# [TO DO]
Can you write out the whole listing exactly?
————————
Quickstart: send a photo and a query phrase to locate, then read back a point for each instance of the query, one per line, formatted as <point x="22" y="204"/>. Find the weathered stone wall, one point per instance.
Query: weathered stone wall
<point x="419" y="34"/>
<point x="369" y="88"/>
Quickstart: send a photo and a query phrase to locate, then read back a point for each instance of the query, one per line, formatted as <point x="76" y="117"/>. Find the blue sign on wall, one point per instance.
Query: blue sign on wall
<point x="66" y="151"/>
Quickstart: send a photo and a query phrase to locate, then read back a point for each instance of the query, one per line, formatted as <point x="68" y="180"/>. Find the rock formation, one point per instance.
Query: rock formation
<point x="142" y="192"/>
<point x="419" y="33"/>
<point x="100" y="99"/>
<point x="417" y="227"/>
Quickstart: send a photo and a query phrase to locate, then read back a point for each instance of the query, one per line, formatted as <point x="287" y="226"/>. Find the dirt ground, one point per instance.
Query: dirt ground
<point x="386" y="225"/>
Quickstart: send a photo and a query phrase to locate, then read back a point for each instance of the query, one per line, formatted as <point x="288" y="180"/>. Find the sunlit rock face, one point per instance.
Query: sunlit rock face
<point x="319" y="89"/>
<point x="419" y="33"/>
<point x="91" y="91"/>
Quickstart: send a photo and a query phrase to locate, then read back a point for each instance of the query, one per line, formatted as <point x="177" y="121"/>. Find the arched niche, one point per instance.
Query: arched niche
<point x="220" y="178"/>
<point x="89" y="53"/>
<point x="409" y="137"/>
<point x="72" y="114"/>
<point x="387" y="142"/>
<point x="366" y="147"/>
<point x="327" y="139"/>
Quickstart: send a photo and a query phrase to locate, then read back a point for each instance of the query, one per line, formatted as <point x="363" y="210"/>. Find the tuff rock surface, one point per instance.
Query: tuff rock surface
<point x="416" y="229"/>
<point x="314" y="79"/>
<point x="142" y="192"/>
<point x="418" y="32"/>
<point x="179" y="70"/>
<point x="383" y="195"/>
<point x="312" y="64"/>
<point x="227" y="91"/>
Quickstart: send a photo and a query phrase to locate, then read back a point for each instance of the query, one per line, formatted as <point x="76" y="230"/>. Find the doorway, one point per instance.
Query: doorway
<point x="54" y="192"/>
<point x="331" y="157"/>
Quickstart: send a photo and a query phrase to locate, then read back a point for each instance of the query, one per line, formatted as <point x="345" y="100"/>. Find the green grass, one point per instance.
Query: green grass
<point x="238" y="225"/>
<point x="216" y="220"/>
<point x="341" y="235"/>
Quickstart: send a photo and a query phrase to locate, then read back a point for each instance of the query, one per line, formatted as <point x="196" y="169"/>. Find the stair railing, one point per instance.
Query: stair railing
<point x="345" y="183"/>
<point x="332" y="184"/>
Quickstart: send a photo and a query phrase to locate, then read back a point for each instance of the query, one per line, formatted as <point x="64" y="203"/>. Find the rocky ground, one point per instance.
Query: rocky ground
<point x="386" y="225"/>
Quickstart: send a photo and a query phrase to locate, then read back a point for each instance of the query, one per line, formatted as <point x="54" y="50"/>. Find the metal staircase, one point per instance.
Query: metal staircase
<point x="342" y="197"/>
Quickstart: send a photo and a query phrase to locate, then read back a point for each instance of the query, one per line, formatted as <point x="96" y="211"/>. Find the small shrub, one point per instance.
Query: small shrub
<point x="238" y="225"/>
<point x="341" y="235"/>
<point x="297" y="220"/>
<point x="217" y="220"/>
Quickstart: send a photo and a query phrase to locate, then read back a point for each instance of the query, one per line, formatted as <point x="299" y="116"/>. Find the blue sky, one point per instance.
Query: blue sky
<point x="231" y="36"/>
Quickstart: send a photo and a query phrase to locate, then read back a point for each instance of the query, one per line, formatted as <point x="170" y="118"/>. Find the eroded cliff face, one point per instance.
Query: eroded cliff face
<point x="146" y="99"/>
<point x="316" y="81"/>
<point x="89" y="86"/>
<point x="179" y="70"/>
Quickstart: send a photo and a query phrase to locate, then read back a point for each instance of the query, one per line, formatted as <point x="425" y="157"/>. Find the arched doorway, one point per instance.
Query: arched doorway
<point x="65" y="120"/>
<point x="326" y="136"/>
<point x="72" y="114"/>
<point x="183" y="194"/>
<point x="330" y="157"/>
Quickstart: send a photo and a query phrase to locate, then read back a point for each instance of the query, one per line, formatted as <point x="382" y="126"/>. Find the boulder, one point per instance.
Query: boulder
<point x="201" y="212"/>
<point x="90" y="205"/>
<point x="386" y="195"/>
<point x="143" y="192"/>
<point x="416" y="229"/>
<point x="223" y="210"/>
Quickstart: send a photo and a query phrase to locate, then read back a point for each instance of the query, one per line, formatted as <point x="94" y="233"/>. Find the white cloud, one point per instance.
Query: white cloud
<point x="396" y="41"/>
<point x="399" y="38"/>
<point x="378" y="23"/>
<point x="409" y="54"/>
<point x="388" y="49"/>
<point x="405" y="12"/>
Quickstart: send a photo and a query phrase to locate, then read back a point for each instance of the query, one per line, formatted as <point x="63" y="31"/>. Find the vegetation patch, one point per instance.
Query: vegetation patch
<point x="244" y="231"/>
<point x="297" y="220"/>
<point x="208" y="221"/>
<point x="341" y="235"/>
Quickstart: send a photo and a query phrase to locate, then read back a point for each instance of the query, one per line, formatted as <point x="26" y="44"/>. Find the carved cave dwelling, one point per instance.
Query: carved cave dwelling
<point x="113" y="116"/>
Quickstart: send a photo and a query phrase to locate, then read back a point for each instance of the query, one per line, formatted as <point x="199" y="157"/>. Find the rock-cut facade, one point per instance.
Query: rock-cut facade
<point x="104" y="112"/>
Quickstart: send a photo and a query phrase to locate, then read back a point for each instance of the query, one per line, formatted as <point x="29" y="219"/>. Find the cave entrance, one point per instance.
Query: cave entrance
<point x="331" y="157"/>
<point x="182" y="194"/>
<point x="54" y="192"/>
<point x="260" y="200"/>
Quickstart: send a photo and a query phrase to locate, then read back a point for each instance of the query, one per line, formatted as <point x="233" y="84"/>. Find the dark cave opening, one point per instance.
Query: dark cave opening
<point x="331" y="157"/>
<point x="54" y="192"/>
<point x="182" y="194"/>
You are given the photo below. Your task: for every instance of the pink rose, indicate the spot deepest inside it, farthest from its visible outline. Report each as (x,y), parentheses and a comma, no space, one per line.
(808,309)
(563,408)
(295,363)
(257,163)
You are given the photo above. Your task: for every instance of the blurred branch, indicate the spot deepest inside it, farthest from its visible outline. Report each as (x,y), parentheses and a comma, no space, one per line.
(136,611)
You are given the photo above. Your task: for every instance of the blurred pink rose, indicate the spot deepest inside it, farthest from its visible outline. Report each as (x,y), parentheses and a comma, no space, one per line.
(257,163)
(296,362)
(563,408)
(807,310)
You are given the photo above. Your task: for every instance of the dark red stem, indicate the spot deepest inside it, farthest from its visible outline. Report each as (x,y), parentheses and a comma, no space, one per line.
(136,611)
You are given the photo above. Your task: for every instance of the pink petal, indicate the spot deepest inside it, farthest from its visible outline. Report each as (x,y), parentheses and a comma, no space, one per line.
————————
# [TASK ANSWER]
Quickstart: send a photo and a query phrase to locate, then read back a point for each instance of the query, one per line, formatted as <point x="22" y="204"/>. Find the weathered stone wall, one point per instance.
Query: weathered stone wall
<point x="419" y="34"/>
<point x="369" y="88"/>
Quickstart: send a photo and a query phrase to locate, then read back a point for each instance of the query, one per line, formatted as <point x="76" y="117"/>. Find the blue sign on wall, one point per instance.
Query: blue sign on wall
<point x="66" y="151"/>
Quickstart: send a photo and a query phrase to locate, then read back a point for each instance of the query, one per line, formatted as <point x="68" y="180"/>. Find the rock formation, one point per instance.
Query: rock formation
<point x="142" y="192"/>
<point x="419" y="33"/>
<point x="100" y="99"/>
<point x="417" y="227"/>
Quickstart: send a photo and a query phrase to locate, then read back a point for each instance of the query, one per line, formatted as <point x="287" y="226"/>. Find the dirt ground, one point per instance.
Query: dirt ground
<point x="386" y="225"/>
Quickstart: send a photo and a query phrase to locate, then read back a point for each instance of the query, one per line, formatted as <point x="288" y="180"/>. Find the sunlit rock face, one point per instance.
Query: sunlit rock face
<point x="319" y="89"/>
<point x="419" y="33"/>
<point x="91" y="91"/>
Quickstart: send a photo and a query phrase to locate, then read back a point for each instance of the query, one per line, formatted as <point x="177" y="121"/>. Find the arched niche, one point per instance.
Query: arched niche
<point x="220" y="178"/>
<point x="89" y="53"/>
<point x="409" y="137"/>
<point x="72" y="114"/>
<point x="387" y="142"/>
<point x="366" y="147"/>
<point x="327" y="139"/>
Quickstart: send a photo and a query phrase to locate, then read back a point for each instance of the query, one per line, formatted as <point x="363" y="210"/>. Find the tuff rock surface, one point per instance.
Query: tuff rock surface
<point x="416" y="229"/>
<point x="314" y="79"/>
<point x="142" y="192"/>
<point x="418" y="32"/>
<point x="179" y="70"/>
<point x="383" y="195"/>
<point x="312" y="64"/>
<point x="227" y="91"/>
Quickstart: send a photo and a query phrase to locate, then read back a point for each instance of the query, one per line, formatted as <point x="76" y="230"/>. Find the doorway, one point per instance.
Query: doorway
<point x="54" y="192"/>
<point x="331" y="157"/>
Quickstart: send a photo and a query phrase to locate, then read back a point for each instance of the query, one per line, formatted as <point x="345" y="100"/>. Find the green grass, one point per instance.
Query: green grass
<point x="238" y="225"/>
<point x="216" y="220"/>
<point x="341" y="235"/>
Quickstart: send a photo and a query phrase to locate, then read back a point for each instance of the query, one per line, formatted as <point x="196" y="169"/>. Find the stair railing, one point per instance.
Query: stair railing
<point x="345" y="183"/>
<point x="332" y="184"/>
Quickstart: send a photo and a query phrase to locate, then read back a point for each instance of the query, one per line, formatted as <point x="64" y="203"/>. Find the rocky ground, one point per instance.
Query: rocky ground
<point x="386" y="225"/>
Quickstart: send a photo and a query phrase to locate, then read back a point for each instance of the query, one per line, formatted as <point x="54" y="50"/>. Find the metal staircase, one point per instance.
Query: metal staircase
<point x="342" y="197"/>
Quickstart: send a photo and a query phrase to locate, then read back a point for each instance of the query, one per line, formatted as <point x="96" y="211"/>. Find the small shrub, one point per instance.
Query: small shrub
<point x="238" y="225"/>
<point x="341" y="235"/>
<point x="297" y="220"/>
<point x="217" y="220"/>
Quickstart: send a photo and a query phrase to locate, then read back a point for each instance of the query, one per line, formatted as <point x="299" y="116"/>. Find the blue sky, one point per instance.
Query: blue sky
<point x="231" y="36"/>
Quickstart: send a photo and a query phrase to locate, then read back a point for each instance of the query, one per line, formatted as <point x="170" y="118"/>. Find the eroded cliff face, one point per instance.
Query: eroded cliff face
<point x="146" y="99"/>
<point x="316" y="81"/>
<point x="89" y="86"/>
<point x="179" y="70"/>
Quickstart: send a photo and a query phrase to locate, then read back a point for each instance of the query, one per line, formatted as <point x="425" y="157"/>. Find the arched doorway, one point per instance.
Query: arched doorway
<point x="65" y="120"/>
<point x="326" y="136"/>
<point x="72" y="114"/>
<point x="183" y="194"/>
<point x="330" y="157"/>
Quickstart: send a photo and a query phrase to locate, then read back a point for each instance of the query, one per line, formatted as <point x="382" y="126"/>. Find the boulder, one point per instance.
Query: boulder
<point x="201" y="212"/>
<point x="90" y="205"/>
<point x="386" y="195"/>
<point x="143" y="192"/>
<point x="416" y="229"/>
<point x="223" y="210"/>
Quickstart: send a photo and a query phrase to locate, then read back a point for each instance of the query, one per line, formatted as <point x="94" y="233"/>. Find the white cloud, one point per instance.
Query: white cloud
<point x="396" y="41"/>
<point x="399" y="38"/>
<point x="378" y="23"/>
<point x="409" y="54"/>
<point x="388" y="49"/>
<point x="405" y="12"/>
Quickstart: send a photo and a query phrase to locate, then read back a point for each instance of the query, one per line, formatted as <point x="63" y="31"/>. Find the vegetation patch, one point per instance.
Query: vegetation patch
<point x="244" y="231"/>
<point x="297" y="220"/>
<point x="208" y="221"/>
<point x="341" y="235"/>
Quickstart: send a photo and a query phrase to locate, then read back a point for each instance of the query, one per line, formatted as <point x="26" y="44"/>. Find the carved cave dwelling, one point per instance.
Query: carved cave dwelling
<point x="113" y="116"/>
Quickstart: send a photo and a query phrase to locate, then read back a point for each instance of the query, one per line, formatted as <point x="199" y="157"/>. Find the rock-cut facade, one point per instance.
Query: rock-cut facade
<point x="104" y="112"/>
Quickstart: send a photo and a query phrase to locate, then read back a point for each instance of the query, one per line, formatted as <point x="29" y="219"/>. Find the cave entrance, one point per instance.
Query: cave entrance
<point x="331" y="157"/>
<point x="182" y="194"/>
<point x="54" y="192"/>
<point x="260" y="200"/>
Quickstart: send a photo and a query phrase to locate, then read back a point for each instance of the query, one per line, formatted as <point x="233" y="84"/>. Find the dark cave opening, one point per instance.
Query: dark cave opening
<point x="331" y="157"/>
<point x="54" y="192"/>
<point x="182" y="194"/>
You are given the photo below. Your task: for every instance of the pink rose, indicate the spot deepest inside it, farthest from its visible outline. Report each as (x,y), parentheses and a comma, no space, one per line.
(808,309)
(563,408)
(295,363)
(257,163)
You are given the photo above. Your task: for every instance of the blurred branch, indicate the spot deepest inside it, farthest from its visible outline. Report each as (x,y), parentheses and a comma, no space, one per line.
(136,611)
You are given the photo above. Your task: for every instance of the blurred pink rose, indicate the spot deepest inside it, farthest from its visible outline. Report each as (x,y), parentheses and a comma, no space, one per line.
(257,163)
(296,362)
(563,408)
(807,310)
You are given the photo above. Your task: for every instance of the dark red stem, indicate the spot deepest inside it, farthest from its visible outline. Report each as (x,y), parentheses and a comma, no space, one per line.
(136,611)
You are given the photo above. Your task: for every instance of the pink petal, indicate the spot deepest inside it, farthest from its visible outline. Report each as (x,y), parentheses and a comma, no space, one per line.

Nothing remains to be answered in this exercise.